◆ STATED EXERCISE: Retype the patch review discussion below word for word, from "[PATCH] D136811: [-Wunsafe-buffer-usage]" up to and including "added inline comments.".

[PATCH] D136811: [-Wunsafe-buffer-usage] WIP: RFC: NFC: User documentation.

Aaron Ballman via Phabricator via cfe-commits Tue, 29 Nov 2022 05:54:30 -0800

aaron.ballman added inline comments.


================
Comment at: clang/docs/SafeBuffers.rst:92
+
+However, no automatic code modernizer for plain C is not provided,
+and the hardened C++ standard library cannot benefit C code, which limits
----------------



================
Comment at: clang/docs/SafeBuffers.rst:40-41
+  - Finally, in order to avoid bugs in newly converted code, the
+    Clang static analyzer provides a checker to find misconstructed
+    ``std::span`` objects.
+
----------------
NoQ wrote:
> aaron.ballman wrote:
> > xazax.hun wrote:
> > > jkorous wrote:
> > > > NoQ wrote:
> > > > > xazax.hun wrote:
> > > > > > Isn't this overly specific? What about `string_view`s? 
> > > > > Yeah I think we can cover string views as well!
> > > > This is based on our current plans for near future.
> > > > While we are positive we will use `std::span` in the FixIts it is very 
> > > > unlikely we'd use `string_view`. That's why having a checker for 
> > > > `std::span` is more important for us now.

◆ Excerpts of location labeling data:
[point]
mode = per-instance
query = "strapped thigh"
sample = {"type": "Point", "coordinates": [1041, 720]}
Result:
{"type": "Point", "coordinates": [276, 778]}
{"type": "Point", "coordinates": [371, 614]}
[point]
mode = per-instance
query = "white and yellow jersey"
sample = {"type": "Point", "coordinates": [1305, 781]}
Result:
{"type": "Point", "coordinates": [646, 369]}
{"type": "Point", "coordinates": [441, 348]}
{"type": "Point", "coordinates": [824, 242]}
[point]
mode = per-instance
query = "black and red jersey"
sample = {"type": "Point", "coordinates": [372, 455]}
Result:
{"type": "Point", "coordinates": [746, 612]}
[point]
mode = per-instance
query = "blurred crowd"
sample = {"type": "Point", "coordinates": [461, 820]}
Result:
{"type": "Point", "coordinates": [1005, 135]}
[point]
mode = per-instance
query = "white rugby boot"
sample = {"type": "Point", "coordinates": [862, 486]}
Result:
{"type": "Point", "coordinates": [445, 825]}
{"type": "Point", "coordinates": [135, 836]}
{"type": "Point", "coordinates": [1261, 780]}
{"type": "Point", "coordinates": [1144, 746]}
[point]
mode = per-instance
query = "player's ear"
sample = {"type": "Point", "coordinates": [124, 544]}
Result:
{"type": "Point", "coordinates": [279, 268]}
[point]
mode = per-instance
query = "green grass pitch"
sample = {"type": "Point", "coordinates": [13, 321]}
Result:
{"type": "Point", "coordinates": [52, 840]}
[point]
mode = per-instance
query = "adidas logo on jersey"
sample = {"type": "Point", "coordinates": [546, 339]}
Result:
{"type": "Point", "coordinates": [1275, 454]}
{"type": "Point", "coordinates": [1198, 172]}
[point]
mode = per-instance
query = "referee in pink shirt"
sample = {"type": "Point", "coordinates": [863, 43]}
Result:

◆ COMPLETED EXERCISE:
[PATCH] D136811: [-Wunsafe-buffer-usage] WIP: RFC: NFC: User documentation.

Aaron Ballman via Phabricator via cfe-commits Tue, 29 Nov 2022 05:54:30 -0800

aaron.ballman added inline comments.